* **Task item A**
Transcribe the falcon tongue study word for word, from "The aim of this" up to and including "scanning electron microscopy.".
* **Task item B**
In the falcon tongue study, what treatment removed the mucus from the tongue surface before scanning electron microscopy?

* **Page extract**
***

The aim of this study was to describe the histomorphometry of the tongue epithelium of the peregrine falcon using light and scanning electron microscopy.

2. Materials and Methods

2.1. Microscopic studies

Adult healthy birds were killed by neck dislocation. For routine light microscopy, Samples from the tongues apex and tongue body were taken and left in a 10% neutral buffered formalin for 24 h for fixation, then the samples were dehydrated using ethanol, followed by clearing in xylene and then impregnated with soft paraffin and left to harden to obtain paraffin blocks. The blocks were then cut serially into thin sections of about 5–7 μm. thick using a microtome and then mounted on dry, clean glass slides. The slides were stained with hematoxylin and eosin (H&E) stain.

2.2. Scanning electron microscope study

In each bird, one tongue was fixed in 5% gluteraldehyde, post fixed in 1% osmium tetroxide for two hours. Thereafter, the specimens were then washed in 0.2 M phosphate buffer solution for several times before treatment with 3N hydrochloric acid at 60°C for 30 minutes in order to remove the mucus from the tongue surface. The samples were dehydrated in an ascending series of ethanol. After critical drying point, the specimens were mounted and coated with gold, using a Jeol vaccum unit. The specimens were then observed under JEOL scanning electron microscope (JSM-5400V)

2.3. Morphometrical study

Five slides were measured in the regions of each tongue bird (five section for each slide). In each tongue region, thick epithelial measurement were obtained. Sections were examined and measured using an image analysis system (MOTIC Image Plus 2.0 software) connected with research microscope equipped with digital camera.

3. Results

3.1. Microscopic observations

Examination of the histological sections (see Figures 1A-D) obtained from the tongue of the Falcon (Falco peregrinus) showed that it is supported by a single oval shaped cartilagenous hyoid apparatus named paraglossale. Lingual muscle bundles are parallel to the long axis of the tongue. The dorsal, lateral and ventral surfaces of the tongue are covered with a non-keratinized multilayered stratified squamous epithelium. A common feature of both surfaces of the tongue is the presence of lamina propria, which is richly vascularized connective tissues just beneath the epithelial layers. The lingual glands are present beneath the dorsal lingual epithelium in the lingual body in different regions. The lingual glands are in tubuloalveolar type and their ducts open directly dorsally.

***

(Dataset records)
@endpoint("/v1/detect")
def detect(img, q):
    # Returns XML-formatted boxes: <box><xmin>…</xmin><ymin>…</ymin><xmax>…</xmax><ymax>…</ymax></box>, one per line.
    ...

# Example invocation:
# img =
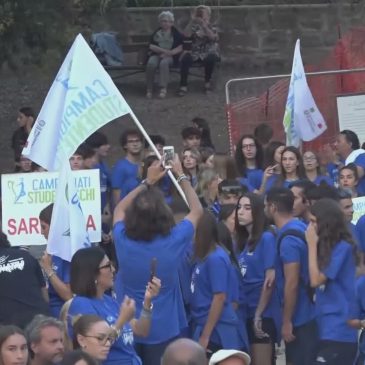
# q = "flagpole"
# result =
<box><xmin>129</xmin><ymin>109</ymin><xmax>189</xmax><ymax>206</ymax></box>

***

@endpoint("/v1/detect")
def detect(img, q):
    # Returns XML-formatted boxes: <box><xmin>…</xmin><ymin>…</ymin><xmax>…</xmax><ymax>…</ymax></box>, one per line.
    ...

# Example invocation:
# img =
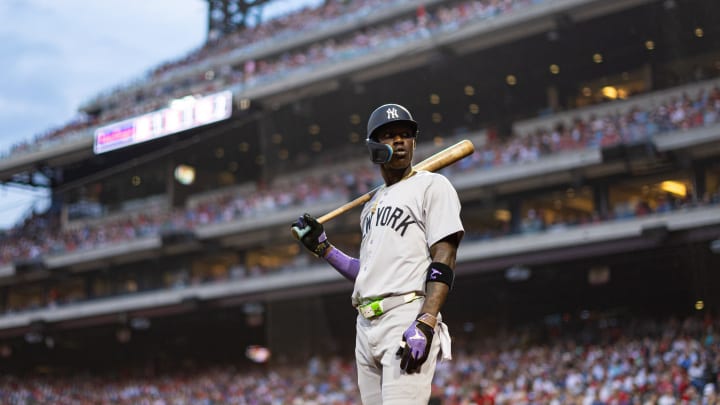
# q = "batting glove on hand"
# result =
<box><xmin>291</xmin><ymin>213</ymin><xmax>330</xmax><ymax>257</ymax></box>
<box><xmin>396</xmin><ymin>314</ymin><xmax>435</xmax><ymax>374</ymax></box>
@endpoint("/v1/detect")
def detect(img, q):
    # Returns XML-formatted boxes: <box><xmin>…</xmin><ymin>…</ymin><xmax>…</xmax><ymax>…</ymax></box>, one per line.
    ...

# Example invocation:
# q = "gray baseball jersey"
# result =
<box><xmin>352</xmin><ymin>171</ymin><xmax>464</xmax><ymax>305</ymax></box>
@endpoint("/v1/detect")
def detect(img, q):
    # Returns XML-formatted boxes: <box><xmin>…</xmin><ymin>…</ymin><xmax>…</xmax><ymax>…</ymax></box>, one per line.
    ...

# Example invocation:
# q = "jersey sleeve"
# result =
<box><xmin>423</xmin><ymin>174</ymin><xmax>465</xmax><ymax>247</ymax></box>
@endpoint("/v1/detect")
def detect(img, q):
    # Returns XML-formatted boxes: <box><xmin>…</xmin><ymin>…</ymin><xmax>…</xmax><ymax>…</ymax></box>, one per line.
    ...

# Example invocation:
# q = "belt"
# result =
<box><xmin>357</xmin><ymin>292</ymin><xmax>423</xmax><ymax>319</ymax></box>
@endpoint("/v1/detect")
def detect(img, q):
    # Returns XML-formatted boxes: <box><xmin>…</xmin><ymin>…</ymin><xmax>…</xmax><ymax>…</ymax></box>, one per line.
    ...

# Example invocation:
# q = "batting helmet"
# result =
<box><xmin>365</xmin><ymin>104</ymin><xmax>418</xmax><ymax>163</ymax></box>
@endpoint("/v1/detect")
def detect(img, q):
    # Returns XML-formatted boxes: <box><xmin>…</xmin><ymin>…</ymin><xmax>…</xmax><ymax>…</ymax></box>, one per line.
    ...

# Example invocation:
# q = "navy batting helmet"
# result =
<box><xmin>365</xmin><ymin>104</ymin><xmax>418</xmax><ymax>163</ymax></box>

***

* **Written answer A**
The aim of this study was to describe the histomorphometry of the tongue epithelium of the peregrine falcon using light and scanning electron microscopy.

* **Written answer B**
3N hydrochloric acid at 60°C for 30 minutes.